(Requirements)
(1) Repeat word for word the part of the Waterford High School article from "Waterford High School is" to "during summer 2013.".
(2) Using the Waterford High School article, answer these:
(a) How many rooms did Waterford's first high school have?
(b) On what date did the new high school officially open for classes?
(c) Which conference does the school belong to?
(3) From the Waterford High School article, list every year in which the campus had a growth in facilities.

(Source text)
'''

Waterford High School is a public high school in Waterford, Connecticut, United States.

History
Waterford's first high school was constructed in 1956, and had 24 rooms. It was first occupied in January 1957 with 612 students in grades 7-9. The school became a four-year 9-12 school in 1959. The first graduating class of 161 students was in 1960.

The project to build a new high school and to re-renovate the field house began in 2010 with a budget of $72 million.

Campus
The campus has had a growth in facilities in 1956, 1959, 1962, 1968, 1982 and 2010.

The construction of a new building began in spring 2010 and the new high school officially opened for classes on Monday, April 8, 2013. The original high school was scheduled for demolition during summer 2013.

This is the second high school built in Waterford.

Athletics
Waterford High School belongs to the Eastern Connecticut Conference. East Lyme High School has traditionally been Waterford’s rival in sports. The Waterford sports teams are known as the Lancers and compete in:

American football (boys)

'''

Records excerpted from a collection:
'''

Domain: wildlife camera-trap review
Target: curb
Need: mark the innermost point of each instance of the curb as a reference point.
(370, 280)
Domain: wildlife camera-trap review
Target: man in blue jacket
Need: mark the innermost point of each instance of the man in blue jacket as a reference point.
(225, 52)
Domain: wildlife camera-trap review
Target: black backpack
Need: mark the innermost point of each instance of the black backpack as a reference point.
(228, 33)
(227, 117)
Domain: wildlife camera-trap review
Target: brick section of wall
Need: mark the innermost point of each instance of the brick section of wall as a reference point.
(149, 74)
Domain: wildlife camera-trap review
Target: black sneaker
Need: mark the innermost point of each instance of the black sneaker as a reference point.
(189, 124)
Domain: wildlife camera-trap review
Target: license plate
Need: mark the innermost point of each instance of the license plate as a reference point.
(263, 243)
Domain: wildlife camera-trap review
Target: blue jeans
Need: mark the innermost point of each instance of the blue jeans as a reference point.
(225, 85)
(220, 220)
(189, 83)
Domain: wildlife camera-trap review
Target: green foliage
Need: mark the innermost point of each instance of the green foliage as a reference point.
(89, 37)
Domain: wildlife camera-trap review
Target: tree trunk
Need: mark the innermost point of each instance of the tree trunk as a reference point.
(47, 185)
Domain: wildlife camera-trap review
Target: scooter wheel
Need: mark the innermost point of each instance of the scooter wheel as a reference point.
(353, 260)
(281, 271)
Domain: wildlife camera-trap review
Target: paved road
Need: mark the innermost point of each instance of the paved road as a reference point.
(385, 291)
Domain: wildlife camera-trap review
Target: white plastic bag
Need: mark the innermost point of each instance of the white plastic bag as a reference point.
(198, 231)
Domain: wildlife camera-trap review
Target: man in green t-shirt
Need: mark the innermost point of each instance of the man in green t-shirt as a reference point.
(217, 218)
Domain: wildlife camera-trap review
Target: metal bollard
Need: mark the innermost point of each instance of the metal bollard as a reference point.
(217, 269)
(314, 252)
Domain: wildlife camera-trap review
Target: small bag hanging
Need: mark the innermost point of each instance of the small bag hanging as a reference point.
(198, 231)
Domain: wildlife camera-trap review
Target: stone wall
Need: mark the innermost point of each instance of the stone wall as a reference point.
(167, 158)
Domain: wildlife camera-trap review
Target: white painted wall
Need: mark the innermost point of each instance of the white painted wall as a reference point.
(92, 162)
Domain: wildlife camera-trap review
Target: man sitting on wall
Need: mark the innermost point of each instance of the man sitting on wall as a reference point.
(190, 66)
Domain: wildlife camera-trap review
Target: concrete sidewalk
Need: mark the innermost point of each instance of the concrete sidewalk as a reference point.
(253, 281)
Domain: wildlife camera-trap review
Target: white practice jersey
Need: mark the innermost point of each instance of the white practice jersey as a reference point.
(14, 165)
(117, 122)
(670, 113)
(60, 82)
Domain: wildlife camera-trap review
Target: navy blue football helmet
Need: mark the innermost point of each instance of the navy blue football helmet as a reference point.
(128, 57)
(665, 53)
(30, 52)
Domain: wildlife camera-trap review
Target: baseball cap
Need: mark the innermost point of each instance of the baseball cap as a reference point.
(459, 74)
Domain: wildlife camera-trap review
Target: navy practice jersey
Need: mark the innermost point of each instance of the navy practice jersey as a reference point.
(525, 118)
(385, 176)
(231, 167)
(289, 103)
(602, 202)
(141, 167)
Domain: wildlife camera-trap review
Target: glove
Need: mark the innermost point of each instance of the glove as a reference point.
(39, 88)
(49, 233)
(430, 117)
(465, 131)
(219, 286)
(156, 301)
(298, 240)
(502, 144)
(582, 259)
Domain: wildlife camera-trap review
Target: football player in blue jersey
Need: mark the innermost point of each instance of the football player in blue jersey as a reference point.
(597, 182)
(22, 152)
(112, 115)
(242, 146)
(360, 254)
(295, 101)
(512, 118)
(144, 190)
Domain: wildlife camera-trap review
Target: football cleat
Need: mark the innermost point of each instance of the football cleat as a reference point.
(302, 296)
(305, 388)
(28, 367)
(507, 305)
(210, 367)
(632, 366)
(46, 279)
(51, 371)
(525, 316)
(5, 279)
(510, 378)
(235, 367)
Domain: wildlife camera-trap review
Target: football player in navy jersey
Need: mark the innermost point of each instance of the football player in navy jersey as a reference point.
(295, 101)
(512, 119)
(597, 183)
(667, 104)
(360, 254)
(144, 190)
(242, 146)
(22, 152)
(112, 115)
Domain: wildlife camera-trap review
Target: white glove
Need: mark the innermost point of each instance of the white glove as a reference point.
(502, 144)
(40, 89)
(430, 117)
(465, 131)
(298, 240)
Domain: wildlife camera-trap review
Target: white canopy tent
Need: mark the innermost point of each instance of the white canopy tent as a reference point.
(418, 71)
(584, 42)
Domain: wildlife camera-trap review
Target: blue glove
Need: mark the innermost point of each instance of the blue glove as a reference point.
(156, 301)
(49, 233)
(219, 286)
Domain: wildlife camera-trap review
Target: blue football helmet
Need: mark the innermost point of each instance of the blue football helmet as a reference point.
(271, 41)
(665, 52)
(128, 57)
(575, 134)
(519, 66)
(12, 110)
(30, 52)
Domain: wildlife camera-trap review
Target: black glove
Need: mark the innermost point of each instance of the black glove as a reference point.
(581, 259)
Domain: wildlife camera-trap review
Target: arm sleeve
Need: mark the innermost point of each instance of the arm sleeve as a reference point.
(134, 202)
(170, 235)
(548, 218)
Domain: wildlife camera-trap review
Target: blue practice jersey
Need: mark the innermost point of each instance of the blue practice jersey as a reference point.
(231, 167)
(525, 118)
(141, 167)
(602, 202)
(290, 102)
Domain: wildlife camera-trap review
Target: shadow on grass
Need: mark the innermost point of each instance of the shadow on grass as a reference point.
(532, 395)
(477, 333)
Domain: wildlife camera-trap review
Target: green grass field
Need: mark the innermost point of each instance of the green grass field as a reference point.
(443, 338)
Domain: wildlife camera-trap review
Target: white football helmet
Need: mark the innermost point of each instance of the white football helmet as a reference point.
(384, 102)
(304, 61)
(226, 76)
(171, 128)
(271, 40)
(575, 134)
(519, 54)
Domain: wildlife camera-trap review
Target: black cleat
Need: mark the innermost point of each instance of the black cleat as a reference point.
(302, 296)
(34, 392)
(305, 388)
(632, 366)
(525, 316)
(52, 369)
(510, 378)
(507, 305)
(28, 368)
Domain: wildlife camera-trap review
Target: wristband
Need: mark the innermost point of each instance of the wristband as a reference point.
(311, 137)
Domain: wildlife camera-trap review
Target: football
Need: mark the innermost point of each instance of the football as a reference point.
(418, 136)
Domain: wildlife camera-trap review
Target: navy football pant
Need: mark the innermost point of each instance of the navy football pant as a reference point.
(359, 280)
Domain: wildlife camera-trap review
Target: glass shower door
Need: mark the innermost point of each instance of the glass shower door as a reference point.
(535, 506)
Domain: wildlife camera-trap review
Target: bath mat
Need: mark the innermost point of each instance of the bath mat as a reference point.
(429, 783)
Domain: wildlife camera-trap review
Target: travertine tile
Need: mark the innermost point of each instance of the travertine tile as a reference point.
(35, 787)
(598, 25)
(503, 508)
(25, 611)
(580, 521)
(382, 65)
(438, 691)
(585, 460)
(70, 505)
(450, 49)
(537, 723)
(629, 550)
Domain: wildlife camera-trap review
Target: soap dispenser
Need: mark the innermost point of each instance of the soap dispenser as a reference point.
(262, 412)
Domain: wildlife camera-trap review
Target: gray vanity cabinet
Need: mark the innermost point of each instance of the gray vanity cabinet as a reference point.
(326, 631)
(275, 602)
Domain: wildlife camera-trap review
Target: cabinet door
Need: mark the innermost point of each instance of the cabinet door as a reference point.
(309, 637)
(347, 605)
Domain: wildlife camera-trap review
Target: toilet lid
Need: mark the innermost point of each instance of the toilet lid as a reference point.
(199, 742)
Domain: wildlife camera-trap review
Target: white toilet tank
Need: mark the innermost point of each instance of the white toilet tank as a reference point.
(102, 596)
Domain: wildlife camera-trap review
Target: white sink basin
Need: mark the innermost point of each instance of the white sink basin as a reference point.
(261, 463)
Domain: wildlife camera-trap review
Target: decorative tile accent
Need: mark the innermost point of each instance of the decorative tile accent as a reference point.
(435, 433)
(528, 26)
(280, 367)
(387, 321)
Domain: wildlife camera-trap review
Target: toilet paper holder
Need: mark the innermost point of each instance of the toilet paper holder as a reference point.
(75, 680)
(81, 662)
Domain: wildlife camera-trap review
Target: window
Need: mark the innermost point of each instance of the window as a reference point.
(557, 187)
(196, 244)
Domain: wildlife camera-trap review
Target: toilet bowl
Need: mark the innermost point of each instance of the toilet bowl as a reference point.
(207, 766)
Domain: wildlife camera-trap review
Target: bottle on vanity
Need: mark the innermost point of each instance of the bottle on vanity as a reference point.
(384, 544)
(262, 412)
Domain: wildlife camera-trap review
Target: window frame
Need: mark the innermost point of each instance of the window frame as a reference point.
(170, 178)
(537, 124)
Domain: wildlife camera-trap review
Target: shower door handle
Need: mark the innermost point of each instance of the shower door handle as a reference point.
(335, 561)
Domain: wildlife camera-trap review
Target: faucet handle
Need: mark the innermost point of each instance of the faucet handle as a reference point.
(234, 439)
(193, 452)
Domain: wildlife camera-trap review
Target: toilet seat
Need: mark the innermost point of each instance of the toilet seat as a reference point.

'''

(Set of answers)
(1)
Waterford High School is a public high school in Waterford, Connecticut, United States.

History
Waterford's first high school was constructed in 1956, and had 24 rooms. It was first occupied in January 1957 with 612 students in grades 7-9. The school became a four-year 9-12 school in 1959. The first graduating class of 161 students was in 1960.

The project to build a new high school and to re-renovate the field house began in 2010 with a budget of $72 million.

Campus
The campus has had a growth in facilities in 1956, 1959, 1962, 1968, 1982 and 2010.

The construction of a new building began in spring 2010 and the new high school officially opened for classes on Monday, April 8, 2013. The original high school was scheduled for demolition during summer 2013.

(2)
(a) 24
(b) Monday, April 8, 2013
(c) The Eastern Connecticut Conference

(3) 1956, 1959, 1962, 1968, 1982, 2010